■ **Text under study**
□ □ □

Fake veteran targets churches: ‘He's preying on people's heart strings'

A man exposed as a military imposter in a KGW investigation is still trying to trick people into giving him money. His latest target: churches. 

Military impostor still seeking donations None

A man exposed as a military impostor in a KGW investigation has changed his story and he’s still trying to trick people into giving him money. 

In the latest twist, Michele Bocci has been soliciting donations from churches and church members.

“The story might vary a little but it is pretty much the same thing,” explained Dave Hughes, operations pastor at Westside: A Jesus Church in Southwest Portland. “It’s disappointing because you want to help people. You don’t want to be suspicious.”  

KGW investigates: Oregon man claims to be veteran with sad story

Over the past three weeks, roughly a half-dozen churches in Portland, Beaverton and McMinnville reported that Bocci approached them, asking for money.  

The 34 year old told a heartbreaking story about being a single father after his wife died.

Pastor Hughes said Bocci claimed he was living in his car with his four-year old daughter named ‘Zoey.’

“Things weren’t adding up. He wasn’t giving me any information. I asked for his last name, his email, his home address. He wouldn’t give it to me,” explained Hughes, who declined Bocci’s request for money after pressing for answers.

□ □ □

■ **Raw data**

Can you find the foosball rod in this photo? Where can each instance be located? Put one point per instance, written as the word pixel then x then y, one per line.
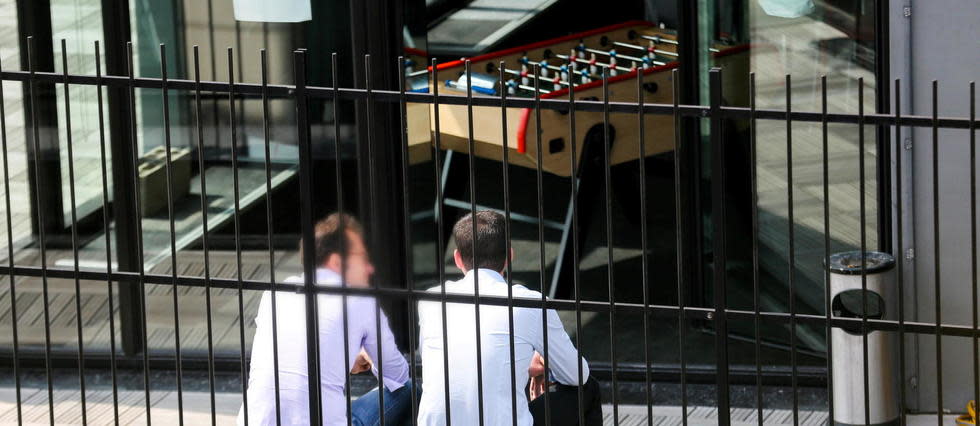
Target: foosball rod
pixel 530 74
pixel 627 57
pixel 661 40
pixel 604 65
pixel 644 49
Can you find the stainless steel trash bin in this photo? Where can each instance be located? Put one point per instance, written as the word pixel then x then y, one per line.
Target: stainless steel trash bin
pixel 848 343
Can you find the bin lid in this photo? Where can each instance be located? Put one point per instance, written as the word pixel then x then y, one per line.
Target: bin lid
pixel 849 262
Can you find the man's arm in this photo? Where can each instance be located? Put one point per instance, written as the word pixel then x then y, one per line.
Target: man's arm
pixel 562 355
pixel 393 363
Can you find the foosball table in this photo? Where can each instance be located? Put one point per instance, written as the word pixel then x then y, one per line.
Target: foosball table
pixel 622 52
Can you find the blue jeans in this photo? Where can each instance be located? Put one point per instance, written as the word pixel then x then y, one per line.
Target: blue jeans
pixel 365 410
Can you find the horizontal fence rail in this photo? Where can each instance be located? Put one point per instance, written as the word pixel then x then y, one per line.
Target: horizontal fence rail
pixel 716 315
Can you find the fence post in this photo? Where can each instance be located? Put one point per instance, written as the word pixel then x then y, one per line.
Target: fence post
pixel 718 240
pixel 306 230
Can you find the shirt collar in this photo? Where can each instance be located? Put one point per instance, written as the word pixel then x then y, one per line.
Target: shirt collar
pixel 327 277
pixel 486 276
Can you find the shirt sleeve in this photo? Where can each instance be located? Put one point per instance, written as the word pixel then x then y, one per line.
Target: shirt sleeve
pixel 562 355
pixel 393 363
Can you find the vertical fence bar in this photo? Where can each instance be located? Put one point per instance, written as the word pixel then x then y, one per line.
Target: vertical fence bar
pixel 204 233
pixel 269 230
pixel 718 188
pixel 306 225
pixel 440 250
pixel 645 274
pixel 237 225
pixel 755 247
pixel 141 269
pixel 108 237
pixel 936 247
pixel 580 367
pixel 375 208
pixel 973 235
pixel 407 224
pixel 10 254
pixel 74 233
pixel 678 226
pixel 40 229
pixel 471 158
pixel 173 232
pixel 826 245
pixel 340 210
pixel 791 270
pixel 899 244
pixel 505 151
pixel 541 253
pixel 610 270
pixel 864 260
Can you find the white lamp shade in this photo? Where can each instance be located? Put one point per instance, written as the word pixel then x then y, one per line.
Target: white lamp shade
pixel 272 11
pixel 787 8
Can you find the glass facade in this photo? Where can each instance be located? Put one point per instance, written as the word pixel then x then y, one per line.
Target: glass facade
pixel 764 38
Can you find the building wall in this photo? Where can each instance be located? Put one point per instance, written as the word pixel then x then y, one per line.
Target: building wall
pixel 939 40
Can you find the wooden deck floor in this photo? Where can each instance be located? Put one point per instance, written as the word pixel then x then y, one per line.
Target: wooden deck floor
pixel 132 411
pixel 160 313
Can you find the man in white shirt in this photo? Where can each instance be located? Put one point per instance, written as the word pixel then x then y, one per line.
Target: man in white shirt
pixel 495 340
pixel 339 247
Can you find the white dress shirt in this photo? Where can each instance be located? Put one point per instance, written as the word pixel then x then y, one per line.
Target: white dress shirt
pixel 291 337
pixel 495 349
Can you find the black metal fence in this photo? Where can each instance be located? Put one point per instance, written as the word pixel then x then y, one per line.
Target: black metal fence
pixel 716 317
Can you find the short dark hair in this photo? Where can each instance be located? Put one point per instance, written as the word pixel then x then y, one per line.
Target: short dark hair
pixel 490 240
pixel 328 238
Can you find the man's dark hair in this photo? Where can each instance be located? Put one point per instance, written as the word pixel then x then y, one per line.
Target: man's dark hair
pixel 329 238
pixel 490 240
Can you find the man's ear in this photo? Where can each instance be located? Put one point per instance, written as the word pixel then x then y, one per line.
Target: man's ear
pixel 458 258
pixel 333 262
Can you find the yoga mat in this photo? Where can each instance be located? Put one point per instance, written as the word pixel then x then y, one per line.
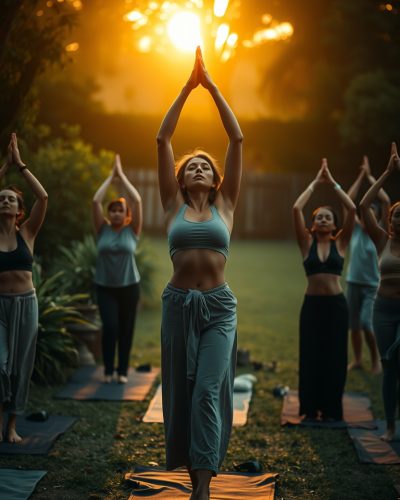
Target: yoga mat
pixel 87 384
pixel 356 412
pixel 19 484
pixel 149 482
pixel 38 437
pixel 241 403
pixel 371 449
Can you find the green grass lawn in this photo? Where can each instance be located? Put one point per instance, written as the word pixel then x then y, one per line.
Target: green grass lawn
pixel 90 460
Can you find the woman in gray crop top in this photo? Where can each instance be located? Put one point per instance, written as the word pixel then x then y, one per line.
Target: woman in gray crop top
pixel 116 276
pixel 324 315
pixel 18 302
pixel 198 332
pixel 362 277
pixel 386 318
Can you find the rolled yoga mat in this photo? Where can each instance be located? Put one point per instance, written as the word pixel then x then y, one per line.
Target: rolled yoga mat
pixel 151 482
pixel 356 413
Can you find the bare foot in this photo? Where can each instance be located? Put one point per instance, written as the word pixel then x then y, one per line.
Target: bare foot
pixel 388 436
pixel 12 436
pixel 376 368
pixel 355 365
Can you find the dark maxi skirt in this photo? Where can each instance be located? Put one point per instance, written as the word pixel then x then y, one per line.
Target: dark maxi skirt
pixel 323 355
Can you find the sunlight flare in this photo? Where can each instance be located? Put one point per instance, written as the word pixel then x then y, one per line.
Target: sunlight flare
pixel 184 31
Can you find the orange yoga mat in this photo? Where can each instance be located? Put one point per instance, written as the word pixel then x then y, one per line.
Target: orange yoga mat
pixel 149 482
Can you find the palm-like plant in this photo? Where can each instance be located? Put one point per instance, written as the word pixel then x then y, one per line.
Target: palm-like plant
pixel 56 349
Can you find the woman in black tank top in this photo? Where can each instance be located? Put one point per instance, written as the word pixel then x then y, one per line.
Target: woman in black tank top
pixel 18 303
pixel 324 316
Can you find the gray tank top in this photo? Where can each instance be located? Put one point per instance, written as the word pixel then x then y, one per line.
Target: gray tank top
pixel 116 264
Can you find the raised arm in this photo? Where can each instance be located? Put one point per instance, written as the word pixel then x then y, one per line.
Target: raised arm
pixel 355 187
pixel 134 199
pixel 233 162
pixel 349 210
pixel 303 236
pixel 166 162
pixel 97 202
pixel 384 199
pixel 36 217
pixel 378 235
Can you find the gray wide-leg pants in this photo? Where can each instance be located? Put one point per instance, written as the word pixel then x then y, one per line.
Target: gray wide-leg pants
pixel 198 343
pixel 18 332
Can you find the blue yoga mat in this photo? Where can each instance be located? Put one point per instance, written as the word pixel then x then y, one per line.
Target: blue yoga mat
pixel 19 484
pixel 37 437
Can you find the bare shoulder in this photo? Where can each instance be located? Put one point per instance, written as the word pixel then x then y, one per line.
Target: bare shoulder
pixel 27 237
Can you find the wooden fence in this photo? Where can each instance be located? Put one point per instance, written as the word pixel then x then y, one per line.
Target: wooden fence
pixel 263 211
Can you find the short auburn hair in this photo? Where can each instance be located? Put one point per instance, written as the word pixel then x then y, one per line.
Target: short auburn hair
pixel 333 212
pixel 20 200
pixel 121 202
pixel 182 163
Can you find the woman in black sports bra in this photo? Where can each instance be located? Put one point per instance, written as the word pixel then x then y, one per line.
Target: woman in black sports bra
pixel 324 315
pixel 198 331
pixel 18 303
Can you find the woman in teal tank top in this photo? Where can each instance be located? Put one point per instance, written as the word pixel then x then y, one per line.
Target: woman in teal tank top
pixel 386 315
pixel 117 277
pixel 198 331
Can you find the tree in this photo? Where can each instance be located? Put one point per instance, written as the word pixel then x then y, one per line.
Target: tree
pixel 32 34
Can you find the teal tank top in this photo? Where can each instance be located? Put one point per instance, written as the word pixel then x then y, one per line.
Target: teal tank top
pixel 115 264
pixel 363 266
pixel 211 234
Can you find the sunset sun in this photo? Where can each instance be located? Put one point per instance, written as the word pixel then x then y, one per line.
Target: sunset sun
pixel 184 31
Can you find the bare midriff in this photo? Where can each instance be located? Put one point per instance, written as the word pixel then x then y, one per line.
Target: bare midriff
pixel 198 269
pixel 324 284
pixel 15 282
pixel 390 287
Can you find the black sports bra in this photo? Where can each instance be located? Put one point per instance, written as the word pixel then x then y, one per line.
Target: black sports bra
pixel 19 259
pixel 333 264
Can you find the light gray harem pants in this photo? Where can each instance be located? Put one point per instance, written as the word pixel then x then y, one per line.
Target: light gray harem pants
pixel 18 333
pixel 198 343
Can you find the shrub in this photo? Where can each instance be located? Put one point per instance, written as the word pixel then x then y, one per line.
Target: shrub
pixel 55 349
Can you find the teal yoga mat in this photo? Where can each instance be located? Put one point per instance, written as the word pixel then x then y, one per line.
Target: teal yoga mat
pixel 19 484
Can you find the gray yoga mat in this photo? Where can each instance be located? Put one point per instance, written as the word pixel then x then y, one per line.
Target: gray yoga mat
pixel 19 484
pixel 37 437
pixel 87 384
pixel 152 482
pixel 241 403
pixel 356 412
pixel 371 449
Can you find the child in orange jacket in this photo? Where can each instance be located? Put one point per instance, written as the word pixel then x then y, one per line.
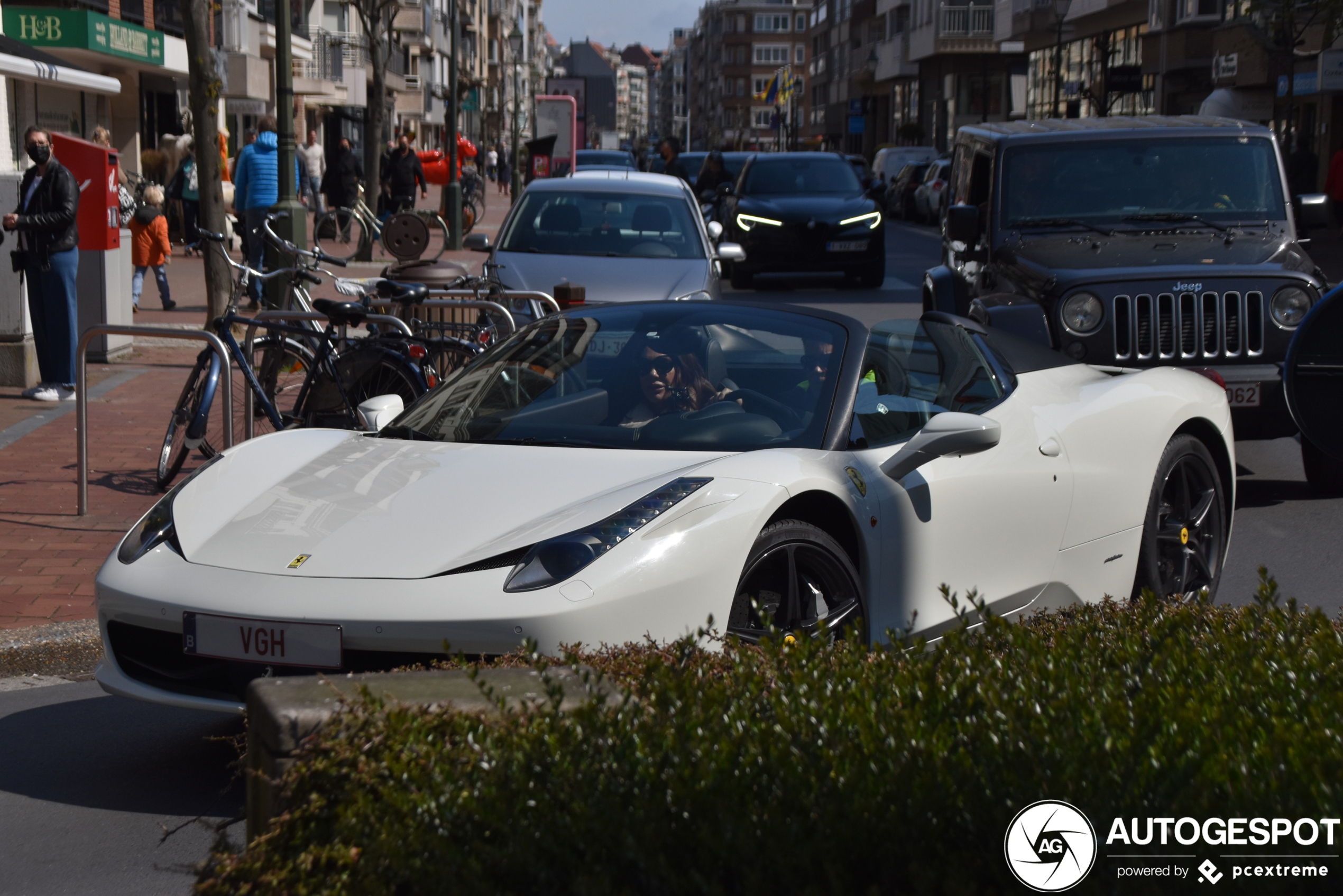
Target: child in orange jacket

□ □ □

■ **Task list**
[1] In the news story about the fake veteran, where did Bocci tell Pastor Hughes he was living?
[2] Pick up the news story about the fake veteran right after its last sentence and keep writing it.
The records have nothing to do with what is asked here.

■ **Results of the tasks**
[1] He said he was living in his car with his four-year-old daughter, Zoey.

[2]
“He works a great story,” explained Pastor Paul Richter of Cedar Mill Bible Church, who also decided not to give Bocci money.  

Bocci told Richter he was a pediatrician who had just moved from Germany to take a job at hospital in Portland. Bocci said the job fell through, so instead he’d accepted a position as a head janitor at a tech company, explained the pastor. 

Bocci told the pastor he was caring for his 3-year-old daughter and needed a loan to buy a car.

“It got really fishy when he started talking about exceptions in our benevolence policy. He knew the policy well. He knew exactly what he wanted,” said Richter.

On February 4, Bocci walked into the free health clinic at the First Baptist Church in McMinnville.  

“He acted quite desperate,” explained Yamhill resident Jane Kristof, who was working as a volunteer at the clinic. “He told me he was going to be kicked out of his apartment on Monday. He had a 4-year-old daughter and his wife had died of cancer,” said Kristof, the mother of New York Times columnist Nicholas Kristof.

Kristof said she would loan Bocci money to help pay his rent. She wrote him a check for $705.

“He said he would give it back on Friday,” explained Kristof, who filed a complaint in small claims court against Bocci because he didn’t pay her back.

“I should have been more suspicious,” she said. “He was somehow very plausible. I guess he was a good actor.”

KGW started investigating complaints about Michele Bocci in December. Bocci claimed he was a combat veteran; a U.S. Marine who was left to care for his two young children after his wife died in childbirth.

A KGW investigation found more than two dozen people, including members of community groups, churches and police agencies, who reached out to help Bocci.  They provided money, food or other types of assistance.

The U.S. Department of Defense confirmed Bocci never served in the U.S. Marine Corps. 

There is no indication Bocci is currently caring for any children.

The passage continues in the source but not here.